DATA FOR THIS TASK:
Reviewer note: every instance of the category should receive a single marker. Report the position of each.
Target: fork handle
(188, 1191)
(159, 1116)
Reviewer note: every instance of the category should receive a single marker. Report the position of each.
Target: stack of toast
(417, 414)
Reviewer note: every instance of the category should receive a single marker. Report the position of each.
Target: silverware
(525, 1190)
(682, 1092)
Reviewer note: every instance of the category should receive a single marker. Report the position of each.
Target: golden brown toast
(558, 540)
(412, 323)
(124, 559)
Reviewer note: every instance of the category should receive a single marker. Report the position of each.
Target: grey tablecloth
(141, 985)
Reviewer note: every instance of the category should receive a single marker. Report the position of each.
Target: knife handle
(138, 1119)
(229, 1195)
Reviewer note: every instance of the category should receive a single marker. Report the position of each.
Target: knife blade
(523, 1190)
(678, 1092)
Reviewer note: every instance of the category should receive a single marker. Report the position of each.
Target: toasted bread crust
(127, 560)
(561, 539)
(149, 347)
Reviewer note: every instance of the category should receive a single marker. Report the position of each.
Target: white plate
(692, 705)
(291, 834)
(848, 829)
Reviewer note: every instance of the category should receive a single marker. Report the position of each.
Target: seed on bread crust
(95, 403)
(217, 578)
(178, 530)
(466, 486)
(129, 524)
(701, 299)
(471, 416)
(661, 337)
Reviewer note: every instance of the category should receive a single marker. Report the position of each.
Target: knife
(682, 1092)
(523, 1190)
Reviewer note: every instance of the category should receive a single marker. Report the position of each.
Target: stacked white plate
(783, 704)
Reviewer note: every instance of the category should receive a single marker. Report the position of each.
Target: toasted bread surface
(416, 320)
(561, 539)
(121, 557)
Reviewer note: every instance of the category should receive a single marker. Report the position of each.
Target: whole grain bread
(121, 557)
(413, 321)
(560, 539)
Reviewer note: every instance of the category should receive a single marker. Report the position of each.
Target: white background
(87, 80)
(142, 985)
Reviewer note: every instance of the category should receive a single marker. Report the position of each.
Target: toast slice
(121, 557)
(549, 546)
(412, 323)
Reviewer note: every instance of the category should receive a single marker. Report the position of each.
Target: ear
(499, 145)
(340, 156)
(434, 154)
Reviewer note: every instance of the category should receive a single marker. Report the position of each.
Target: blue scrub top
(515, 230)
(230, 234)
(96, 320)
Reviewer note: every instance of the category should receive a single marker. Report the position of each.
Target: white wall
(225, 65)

ACTIVITY:
Could you copy out every record above exactly as it appears?

TASK RESULT:
Reviewer note: every instance of the category should receive a single marker. Report the position of each.
Target: fork handle
(188, 1191)
(159, 1116)
Reviewer note: every instance of the category should receive a single marker. Report the position of each.
Target: stack of toast
(417, 414)
Reviewer note: every instance of the category should receive a single marker. Report the position of each.
Target: silverware
(525, 1190)
(682, 1092)
Reviewer note: every instance of the category should receive a single marker. Report the position of each.
Target: golden brown toast
(558, 540)
(412, 323)
(124, 559)
Reviewer note: every instance of the category should receive a single marker. Report the position of each.
Target: grey tablecloth
(141, 985)
Reviewer note: every instance of the category should receive a single marker. Report the position of each.
Target: knife handle
(138, 1119)
(229, 1195)
Reviewer note: every instance of the category should receive a single marker. Report the position of each.
Target: knife blade
(523, 1190)
(678, 1092)
Reviewer note: every instance of the category should receive a single marker. Report the position of each.
Target: toasted bread crust
(127, 560)
(561, 539)
(149, 347)
Reviewer note: every instance of the category should receive a single marker. Report the position of each.
Target: white plate
(692, 705)
(291, 834)
(848, 829)
Reviewer note: every instance of the category should receive a single marker. Report the position of each.
Target: seed on bread crust
(95, 403)
(217, 578)
(178, 530)
(466, 486)
(129, 524)
(701, 299)
(471, 416)
(661, 337)
Reviewer note: every instance of the category should receive a single marker. Report the position of each.
Target: knife
(682, 1092)
(523, 1190)
Reviewer note: every instance of the category should receive a single marker. Report the position of each.
Target: stacked white plate
(783, 704)
Reviewer note: every instance of the category should receive a single marker. Report the position of each.
Target: toasted bread surface
(416, 320)
(561, 539)
(121, 557)
Reviewer note: every instance of the category should receive a single marker. Report the position of each.
Target: whole grain bread
(121, 557)
(413, 321)
(560, 539)
Reviewer note: every instance of the category should receive a single marker. Report the position of each.
Target: white background
(87, 80)
(142, 985)
Reviewer note: every instance of the category should receive a single marker. Report the position of each.
Target: toast slice
(121, 557)
(549, 546)
(412, 323)
Reviewer note: every instance of the category should receive a single marker. Report the position of each.
Target: ear
(499, 145)
(340, 156)
(434, 154)
Reviewer note: every instance of the category should receive a single marker. Report the position of each.
Target: blue scrub top
(515, 230)
(230, 234)
(96, 320)
Reviewer note: every instance of the category should receive a single marker. Report the position of each.
Target: white wall
(225, 65)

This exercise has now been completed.